→ PROBLEM
Tally the lines in the rows below that contain the string "rubber", matching case exactly. Give only the number.

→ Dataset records
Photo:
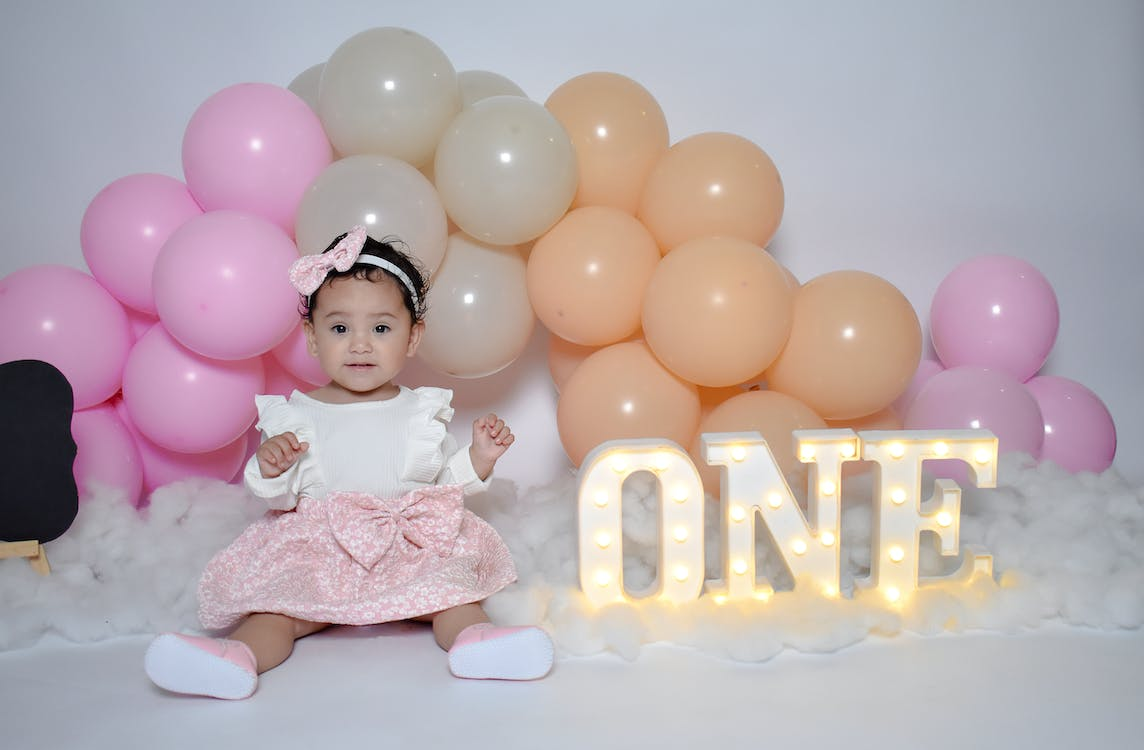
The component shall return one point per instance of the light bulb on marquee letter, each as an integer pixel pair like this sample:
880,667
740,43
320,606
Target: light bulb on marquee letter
899,516
753,484
680,573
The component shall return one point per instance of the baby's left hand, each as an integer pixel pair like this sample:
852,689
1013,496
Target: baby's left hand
491,438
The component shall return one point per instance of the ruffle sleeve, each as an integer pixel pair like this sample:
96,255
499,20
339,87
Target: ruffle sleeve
426,456
434,456
277,415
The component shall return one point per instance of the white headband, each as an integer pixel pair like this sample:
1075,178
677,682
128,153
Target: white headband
388,265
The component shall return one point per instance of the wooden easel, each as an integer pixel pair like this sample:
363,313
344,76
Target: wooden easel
37,556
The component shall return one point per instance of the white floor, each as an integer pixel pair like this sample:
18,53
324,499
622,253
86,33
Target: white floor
388,687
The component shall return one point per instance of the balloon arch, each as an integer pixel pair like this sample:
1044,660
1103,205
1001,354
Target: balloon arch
644,258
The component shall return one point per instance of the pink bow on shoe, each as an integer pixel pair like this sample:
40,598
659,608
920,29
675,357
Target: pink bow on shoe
309,271
368,527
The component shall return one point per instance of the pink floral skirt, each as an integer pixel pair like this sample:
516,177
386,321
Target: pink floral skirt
357,559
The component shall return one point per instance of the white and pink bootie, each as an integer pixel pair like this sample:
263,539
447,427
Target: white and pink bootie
197,665
486,652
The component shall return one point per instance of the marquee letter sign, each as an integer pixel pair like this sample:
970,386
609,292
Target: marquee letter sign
754,488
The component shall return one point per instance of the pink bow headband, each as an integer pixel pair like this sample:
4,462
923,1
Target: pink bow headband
309,271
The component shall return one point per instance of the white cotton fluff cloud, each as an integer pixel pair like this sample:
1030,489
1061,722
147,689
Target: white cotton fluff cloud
1066,548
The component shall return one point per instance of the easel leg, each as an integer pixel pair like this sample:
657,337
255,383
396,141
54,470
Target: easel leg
37,556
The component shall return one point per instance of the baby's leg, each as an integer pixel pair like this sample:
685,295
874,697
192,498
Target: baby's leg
478,649
449,624
270,637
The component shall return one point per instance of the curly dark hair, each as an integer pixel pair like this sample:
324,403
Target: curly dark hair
390,249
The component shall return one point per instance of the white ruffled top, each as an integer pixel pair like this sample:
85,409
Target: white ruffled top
384,448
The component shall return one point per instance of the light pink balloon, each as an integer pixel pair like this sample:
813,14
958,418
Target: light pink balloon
294,356
184,401
63,317
927,368
105,453
140,322
163,467
970,398
254,148
1079,431
222,285
279,380
124,228
994,311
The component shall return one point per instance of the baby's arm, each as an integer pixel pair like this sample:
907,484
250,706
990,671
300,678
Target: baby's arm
277,454
491,438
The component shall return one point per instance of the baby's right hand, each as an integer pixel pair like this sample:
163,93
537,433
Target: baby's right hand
277,454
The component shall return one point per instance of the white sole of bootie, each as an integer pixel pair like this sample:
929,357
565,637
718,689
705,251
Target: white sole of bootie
523,655
176,665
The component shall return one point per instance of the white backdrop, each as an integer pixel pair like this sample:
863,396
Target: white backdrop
910,136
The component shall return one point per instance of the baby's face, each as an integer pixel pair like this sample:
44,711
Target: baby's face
363,334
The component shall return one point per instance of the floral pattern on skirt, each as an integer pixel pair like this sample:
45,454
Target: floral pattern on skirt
357,559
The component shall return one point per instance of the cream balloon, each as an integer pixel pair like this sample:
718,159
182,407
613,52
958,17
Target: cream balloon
619,133
386,194
506,170
481,85
713,184
479,319
388,90
306,85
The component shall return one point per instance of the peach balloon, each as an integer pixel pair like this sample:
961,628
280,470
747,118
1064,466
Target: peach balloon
882,420
713,184
773,415
853,346
619,134
588,273
564,357
717,311
622,391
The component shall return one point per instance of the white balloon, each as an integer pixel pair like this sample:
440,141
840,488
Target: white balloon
386,194
506,170
479,320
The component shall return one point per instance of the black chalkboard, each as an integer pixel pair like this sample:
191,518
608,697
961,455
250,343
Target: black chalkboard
38,494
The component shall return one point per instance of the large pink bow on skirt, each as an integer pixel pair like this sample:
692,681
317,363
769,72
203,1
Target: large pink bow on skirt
368,527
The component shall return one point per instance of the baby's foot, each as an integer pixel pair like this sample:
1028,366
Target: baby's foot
487,652
195,665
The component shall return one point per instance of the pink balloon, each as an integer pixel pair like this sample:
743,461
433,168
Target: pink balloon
222,285
105,453
994,311
62,316
279,380
163,467
124,228
184,401
140,322
1079,431
254,148
967,398
927,368
294,356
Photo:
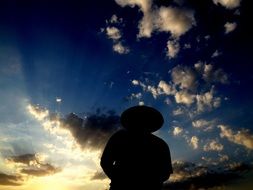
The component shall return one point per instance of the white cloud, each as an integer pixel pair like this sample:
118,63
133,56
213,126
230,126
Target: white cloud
178,111
210,74
207,101
166,88
229,4
164,19
241,137
135,82
177,131
216,54
187,46
194,142
153,90
173,48
203,124
38,112
229,27
213,145
115,20
113,33
184,97
136,96
174,20
58,100
141,103
119,48
184,77
223,157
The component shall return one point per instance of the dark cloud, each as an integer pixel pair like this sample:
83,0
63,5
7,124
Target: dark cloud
99,175
43,170
204,177
33,165
94,130
11,180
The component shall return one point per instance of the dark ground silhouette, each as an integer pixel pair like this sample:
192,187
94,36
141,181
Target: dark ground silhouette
133,157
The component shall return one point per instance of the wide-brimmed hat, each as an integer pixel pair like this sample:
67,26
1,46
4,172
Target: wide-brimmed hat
142,118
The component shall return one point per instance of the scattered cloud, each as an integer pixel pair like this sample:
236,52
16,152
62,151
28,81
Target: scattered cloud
183,97
207,101
184,77
58,100
173,48
177,131
99,175
210,74
174,20
114,20
10,180
216,54
213,145
203,124
229,4
119,48
141,103
187,46
166,88
177,21
229,27
194,142
178,111
38,112
113,33
241,137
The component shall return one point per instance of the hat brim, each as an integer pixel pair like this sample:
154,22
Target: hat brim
142,118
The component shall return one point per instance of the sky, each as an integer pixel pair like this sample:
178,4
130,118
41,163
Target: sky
68,69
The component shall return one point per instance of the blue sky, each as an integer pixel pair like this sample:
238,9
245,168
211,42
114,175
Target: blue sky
190,60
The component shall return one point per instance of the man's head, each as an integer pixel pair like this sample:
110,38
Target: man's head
142,119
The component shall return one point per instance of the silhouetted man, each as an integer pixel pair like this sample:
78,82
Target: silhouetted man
135,159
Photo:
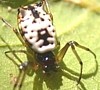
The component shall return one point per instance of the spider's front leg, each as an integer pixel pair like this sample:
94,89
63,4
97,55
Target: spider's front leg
73,44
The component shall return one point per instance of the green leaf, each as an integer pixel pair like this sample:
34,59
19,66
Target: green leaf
72,23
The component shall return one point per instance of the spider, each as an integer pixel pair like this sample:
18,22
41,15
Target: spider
37,33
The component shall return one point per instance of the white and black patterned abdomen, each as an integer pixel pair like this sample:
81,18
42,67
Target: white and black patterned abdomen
37,28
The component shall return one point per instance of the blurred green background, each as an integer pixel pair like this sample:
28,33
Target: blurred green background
73,21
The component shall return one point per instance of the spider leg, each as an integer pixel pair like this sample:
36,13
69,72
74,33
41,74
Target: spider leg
46,6
21,76
73,44
22,66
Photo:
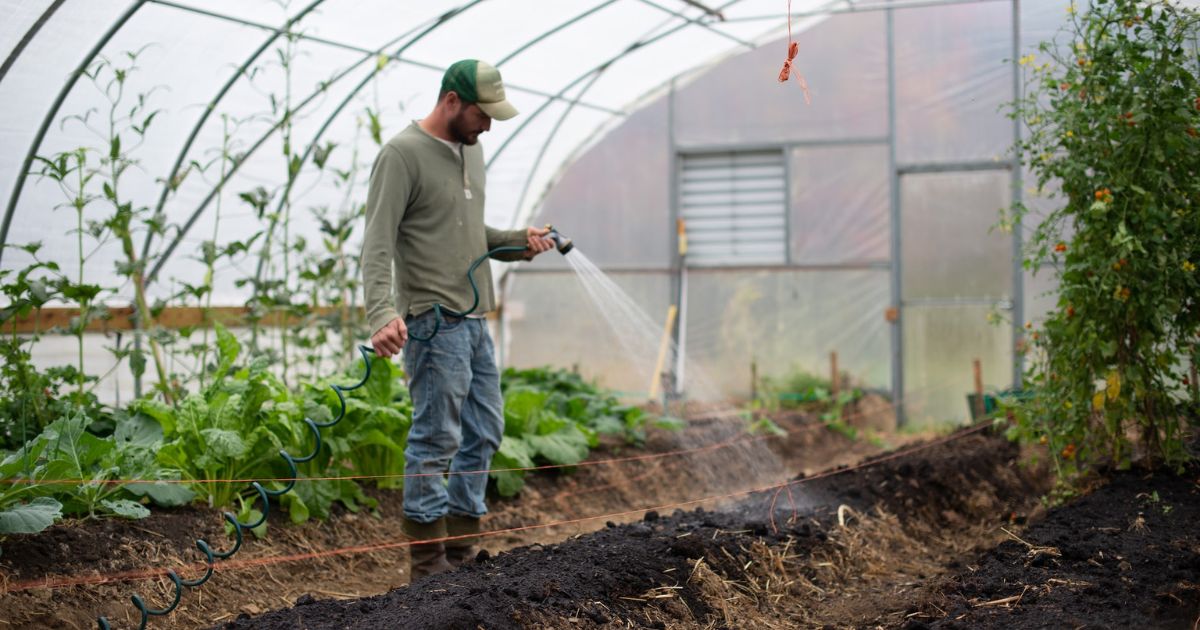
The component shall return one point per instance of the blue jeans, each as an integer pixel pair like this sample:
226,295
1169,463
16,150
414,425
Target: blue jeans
457,417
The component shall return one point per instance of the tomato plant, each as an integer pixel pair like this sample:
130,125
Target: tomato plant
1111,112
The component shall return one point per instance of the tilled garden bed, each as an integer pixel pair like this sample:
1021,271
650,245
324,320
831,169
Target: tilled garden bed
840,549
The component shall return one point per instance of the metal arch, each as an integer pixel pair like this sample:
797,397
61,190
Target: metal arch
312,144
533,42
167,186
597,73
700,23
29,36
191,221
343,46
53,112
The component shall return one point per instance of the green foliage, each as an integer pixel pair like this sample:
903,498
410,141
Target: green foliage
93,468
553,417
1113,114
233,429
570,396
809,393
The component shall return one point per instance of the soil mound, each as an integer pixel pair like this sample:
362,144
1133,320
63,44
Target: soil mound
646,573
1125,556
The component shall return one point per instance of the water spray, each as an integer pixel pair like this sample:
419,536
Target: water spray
562,243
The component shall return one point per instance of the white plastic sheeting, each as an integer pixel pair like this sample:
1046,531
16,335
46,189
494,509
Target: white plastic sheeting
605,54
953,72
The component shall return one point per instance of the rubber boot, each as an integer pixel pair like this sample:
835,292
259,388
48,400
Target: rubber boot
426,558
462,550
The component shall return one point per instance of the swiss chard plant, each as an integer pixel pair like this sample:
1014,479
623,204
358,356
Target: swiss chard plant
231,430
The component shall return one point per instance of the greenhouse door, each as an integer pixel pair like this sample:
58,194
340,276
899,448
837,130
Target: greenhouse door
957,288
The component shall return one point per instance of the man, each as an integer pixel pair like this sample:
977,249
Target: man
425,223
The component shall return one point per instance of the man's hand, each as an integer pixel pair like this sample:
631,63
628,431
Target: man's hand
390,339
537,241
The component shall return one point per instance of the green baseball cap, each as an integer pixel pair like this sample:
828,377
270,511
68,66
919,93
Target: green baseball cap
479,82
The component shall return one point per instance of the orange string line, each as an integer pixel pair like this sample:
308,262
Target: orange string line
718,445
145,574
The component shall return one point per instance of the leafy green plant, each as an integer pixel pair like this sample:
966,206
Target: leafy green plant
1113,113
599,411
370,441
30,399
66,469
534,433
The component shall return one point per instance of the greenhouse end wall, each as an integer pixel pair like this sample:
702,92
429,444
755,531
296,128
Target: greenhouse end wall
960,291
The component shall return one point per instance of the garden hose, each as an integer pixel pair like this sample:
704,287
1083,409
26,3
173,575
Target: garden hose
264,496
562,244
439,311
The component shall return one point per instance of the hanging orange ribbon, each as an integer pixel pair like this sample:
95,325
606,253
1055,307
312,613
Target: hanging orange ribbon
792,49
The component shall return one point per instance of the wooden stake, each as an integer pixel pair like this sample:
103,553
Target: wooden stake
1195,385
664,346
754,379
834,381
978,375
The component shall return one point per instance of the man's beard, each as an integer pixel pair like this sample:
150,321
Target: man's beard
461,131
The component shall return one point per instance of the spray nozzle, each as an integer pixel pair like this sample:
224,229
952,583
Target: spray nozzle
562,243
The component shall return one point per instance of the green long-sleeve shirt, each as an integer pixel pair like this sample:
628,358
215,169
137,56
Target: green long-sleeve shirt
424,228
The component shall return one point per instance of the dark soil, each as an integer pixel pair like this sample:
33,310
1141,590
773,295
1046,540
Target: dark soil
84,546
1125,556
604,577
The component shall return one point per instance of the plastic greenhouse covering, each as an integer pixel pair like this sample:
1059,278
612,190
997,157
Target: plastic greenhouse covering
892,177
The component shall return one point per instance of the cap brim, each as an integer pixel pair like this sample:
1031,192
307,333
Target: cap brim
499,109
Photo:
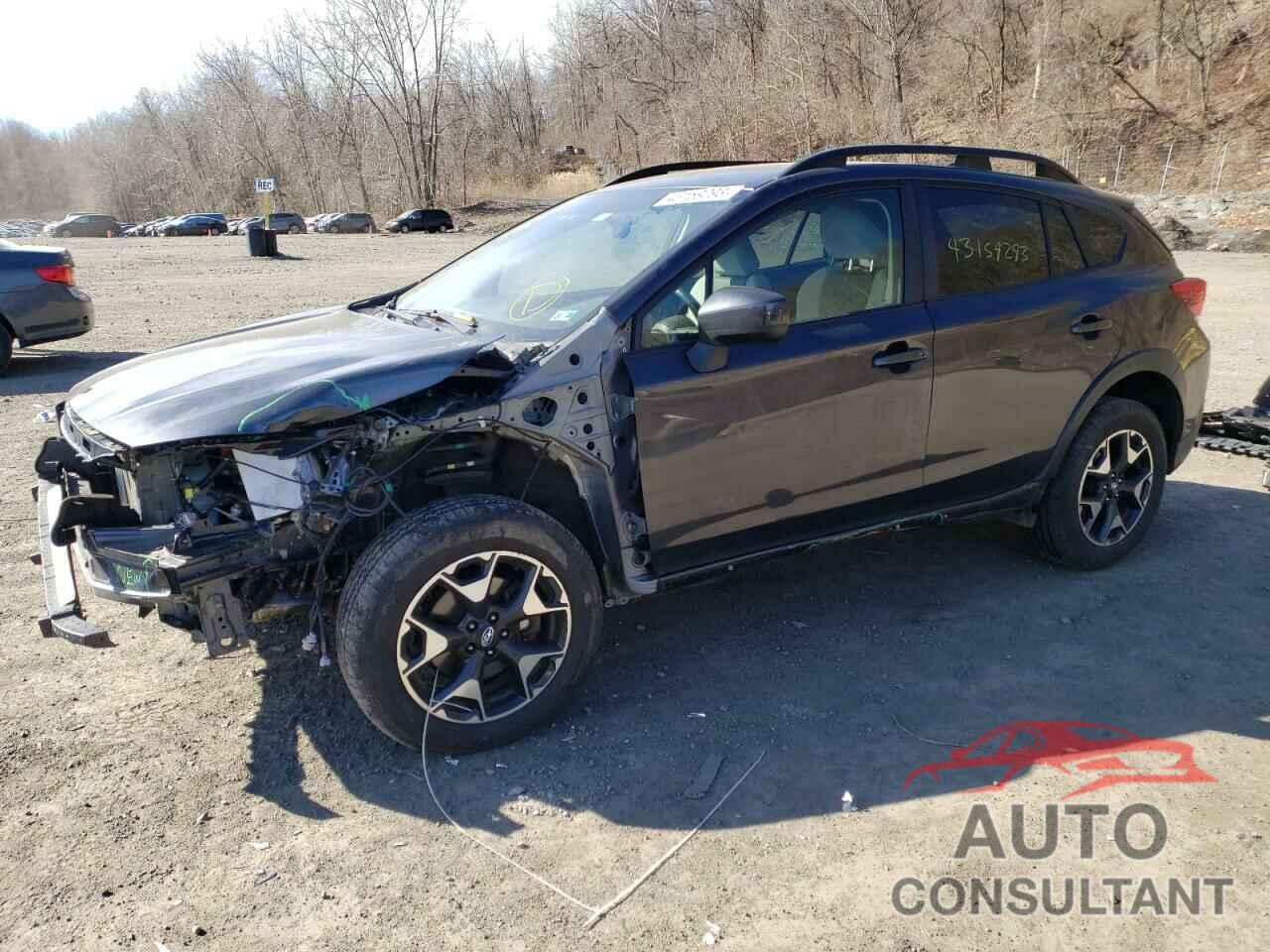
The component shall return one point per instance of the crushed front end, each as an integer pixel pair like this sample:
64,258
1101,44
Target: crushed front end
175,531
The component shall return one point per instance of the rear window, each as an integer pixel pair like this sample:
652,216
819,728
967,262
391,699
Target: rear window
985,241
1101,238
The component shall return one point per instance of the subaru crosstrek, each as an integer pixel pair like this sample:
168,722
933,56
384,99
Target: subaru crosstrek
695,366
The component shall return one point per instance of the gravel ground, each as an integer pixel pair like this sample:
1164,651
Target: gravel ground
151,796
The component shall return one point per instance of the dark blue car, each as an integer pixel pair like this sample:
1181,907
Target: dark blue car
39,298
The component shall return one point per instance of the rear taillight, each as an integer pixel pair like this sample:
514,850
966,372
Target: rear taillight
58,273
1192,293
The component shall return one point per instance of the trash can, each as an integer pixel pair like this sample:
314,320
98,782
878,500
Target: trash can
262,243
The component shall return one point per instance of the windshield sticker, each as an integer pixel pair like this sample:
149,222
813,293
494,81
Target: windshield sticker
695,195
536,298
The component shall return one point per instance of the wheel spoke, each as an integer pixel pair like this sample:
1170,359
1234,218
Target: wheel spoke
527,603
1101,462
526,657
1095,506
466,684
476,590
1141,488
1110,522
436,643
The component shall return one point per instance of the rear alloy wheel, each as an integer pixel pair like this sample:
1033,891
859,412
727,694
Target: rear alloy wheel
1116,488
480,610
1107,489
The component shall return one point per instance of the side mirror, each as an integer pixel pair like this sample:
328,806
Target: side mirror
733,315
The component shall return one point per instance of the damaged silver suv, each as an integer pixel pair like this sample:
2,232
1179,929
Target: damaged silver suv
695,366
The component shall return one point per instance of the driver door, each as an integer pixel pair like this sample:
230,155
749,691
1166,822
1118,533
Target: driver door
797,438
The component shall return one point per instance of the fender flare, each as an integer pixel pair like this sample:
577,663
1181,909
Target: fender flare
1153,361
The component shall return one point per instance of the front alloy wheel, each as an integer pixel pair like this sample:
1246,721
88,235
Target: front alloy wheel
484,636
477,612
1116,488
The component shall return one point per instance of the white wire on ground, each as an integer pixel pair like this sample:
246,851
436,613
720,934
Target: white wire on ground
595,912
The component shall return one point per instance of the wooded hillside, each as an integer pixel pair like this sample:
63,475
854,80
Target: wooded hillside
388,104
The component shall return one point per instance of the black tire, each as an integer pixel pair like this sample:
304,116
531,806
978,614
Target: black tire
1060,531
399,563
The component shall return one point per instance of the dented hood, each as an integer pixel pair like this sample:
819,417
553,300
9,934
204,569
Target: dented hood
308,368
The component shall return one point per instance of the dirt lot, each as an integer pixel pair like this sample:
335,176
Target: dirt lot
140,782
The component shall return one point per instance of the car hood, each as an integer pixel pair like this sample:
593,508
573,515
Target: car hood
307,368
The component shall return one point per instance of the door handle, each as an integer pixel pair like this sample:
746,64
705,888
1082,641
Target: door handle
1091,324
899,359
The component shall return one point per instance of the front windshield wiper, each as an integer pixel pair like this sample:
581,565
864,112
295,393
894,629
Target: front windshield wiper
463,325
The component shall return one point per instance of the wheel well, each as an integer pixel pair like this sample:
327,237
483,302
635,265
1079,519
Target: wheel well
522,470
1157,393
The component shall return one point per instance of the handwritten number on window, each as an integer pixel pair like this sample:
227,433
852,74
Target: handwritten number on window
965,249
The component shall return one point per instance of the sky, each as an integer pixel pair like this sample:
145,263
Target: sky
93,56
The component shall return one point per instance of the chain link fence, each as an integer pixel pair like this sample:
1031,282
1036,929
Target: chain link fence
1175,167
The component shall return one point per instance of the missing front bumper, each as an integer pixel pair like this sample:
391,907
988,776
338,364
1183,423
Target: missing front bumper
135,563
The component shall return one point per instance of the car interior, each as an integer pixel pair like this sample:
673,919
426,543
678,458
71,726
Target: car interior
829,257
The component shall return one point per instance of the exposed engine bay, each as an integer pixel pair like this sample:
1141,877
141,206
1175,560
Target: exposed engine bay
209,534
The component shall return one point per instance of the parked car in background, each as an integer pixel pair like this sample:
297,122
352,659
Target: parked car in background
84,226
348,223
195,225
280,221
422,220
39,298
155,227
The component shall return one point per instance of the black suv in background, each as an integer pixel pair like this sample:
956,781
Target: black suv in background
85,226
422,220
697,366
347,223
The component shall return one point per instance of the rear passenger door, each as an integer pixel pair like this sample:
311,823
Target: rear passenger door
1010,293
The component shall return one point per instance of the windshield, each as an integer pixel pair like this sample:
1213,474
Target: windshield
543,278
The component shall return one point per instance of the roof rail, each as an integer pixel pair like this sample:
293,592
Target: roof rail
649,172
965,157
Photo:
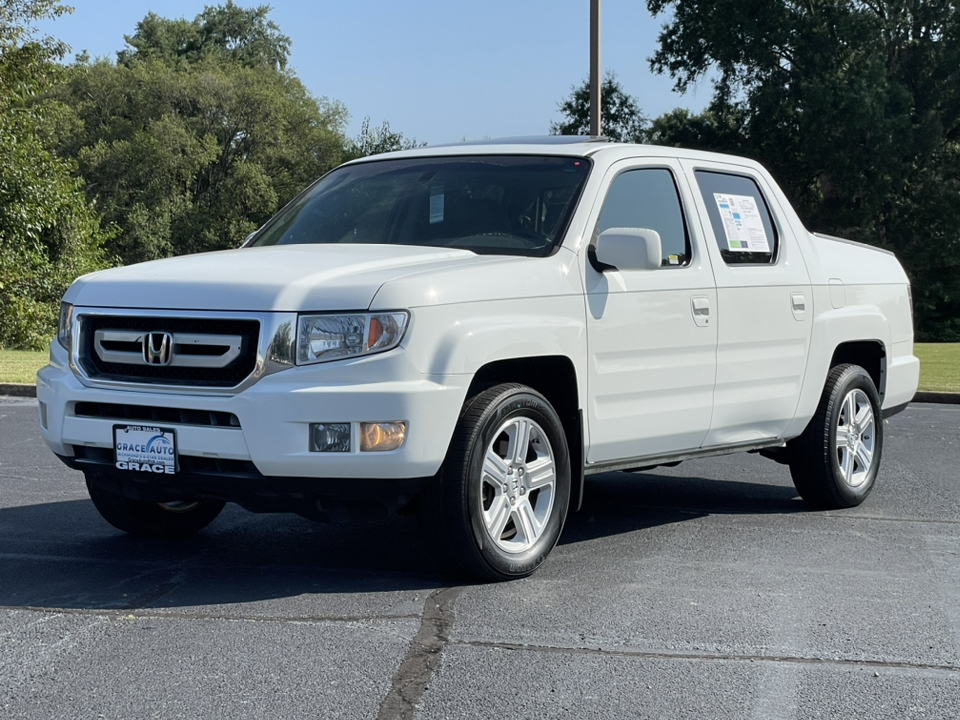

→ ANSWER TO THIS PROBLEM
2